Ozzy Ozone is part of a global public education effort by the UN Environment Programme (UNEP) to tell everyone how harmful UV rays are to our health, and how Ozzy and his fellow ozone molecules are literally protecting life on earth from being zapped out.

I called Ozzy the little molecule on a big mission — to tell all humans to soon phase out using certain chemicals that, when released to the air, go up and destroy his kind.

Last week, while attending a UNEP meeting in Bangkok to plan the next ozone communication strategy for Asia Pacific, I heard some disturbing news: little Ozzy has become a prisoner of his brand guardians. As a result, he is not as free as he could be to roam the planet, spreading the vital ozone message.

Anne Fenner, Information Officer of UNEP’s OzonAction Programme revealed how she routinely turns down requests to produce toys and other material using the popular character.

“I have had so many requests from companies, but we cannot allow commercial exploitation of this brand,” Anne said.

I was stunned. Here is one of the more popular communication products to emerge from the UN, not generally known for such successful engagement of popular culture. And there we were, brainstorming on ways to get the ozone message to large, scattered (and distracted) audiences.

Ozzy was created by a graphic artist in Barbados, as part of a government-supported campaign to raise public awareness on ozone layer thinning. This cartoon character served as a “mascot” and was very effective in raising awareness in Barbados. The cartoon series was printed in local newspapers. Additionally, promotional items produced for local public awareness and education campaigns using the Ozzy graphic include posters, key rings, rulers, erasers, refrigerator magnets, mouse pads, pens, pencils, stickers, and envelopes.

The character was so popular that UNEP struck a deal with Barbados to ‘globalize’ Ozzy. An animated video was produced, along with a dedicated website, comic strips and other media adaptations.

Ozzy has been a run-away success, giving UNEP a high profile, widely popular character — and a great deal of media coverage and interest. The kind of media engagement that is typically enjoyed by Unicef, the most media-savvy of all UN agencies.

But we now know that Ozzy’s brand guardians don’t allow him to go as far as he could. They may be playing by the rules, but do they realise that huge opportunities are being lost?

There we were, a small group of journalists, communicators, scientists and government officials discussing for three days how to get the biggest bang for our collectively limited buck where ozone messaging is concerned.

It was frustrating to know that the best brand ambassador has been locked up in brand integrity and copyright restrictions.

I suggested to Anne Fenner that protecting the brand integrity need not be so rigidly pursued. For example, careful franchising could be undertaken based on a set of guidelines — and the royalty could go into a trust fund that supports ozone communication work.

+===+

Given request 1 –
Answer these questions from the Ozzy Ozone passage:
(a) Who created Ozzy, and in what country?
(b) What position does Anne Fenner hold?
(c) In which city was the UNEP meeting on the next ozone communication strategy held?
Given request 2 – Retype the part of the Ozzy Ozone passage that opens with the words containing "The character was" and closes with "messaging is concerned.", keeping every word and punctuation mark the same.

Provided material –

+===+

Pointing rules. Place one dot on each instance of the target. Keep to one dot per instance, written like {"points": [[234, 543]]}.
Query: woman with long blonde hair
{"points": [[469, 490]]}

+===+

Expected answer 1 –
(a) A graphic artist in Barbados.
(b) Information Officer of UNEP's OzonAction Programme.
(c) Bangkok.

Expected answer 2 –
The character was so popular that UNEP struck a deal with Barbados to ‘globalize’ Ozzy. An animated video was produced, along with a dedicated website, comic strips and other media adaptations.

Ozzy has been a run-away success, giving UNEP a high profile, widely popular character — and a great deal of media coverage and interest. The kind of media engagement that is typically enjoyed by Unicef, the most media-savvy of all UN agencies.

But we now know that Ozzy’s brand guardians don’t allow him to go as far as he could. They may be playing by the rules, but do they realise that huge opportunities are being lost?

There we were, a small group of journalists, communicators, scientists and government officials discussing for three days how to get the biggest bang for our collectively limited buck where ozone messaging is concerned.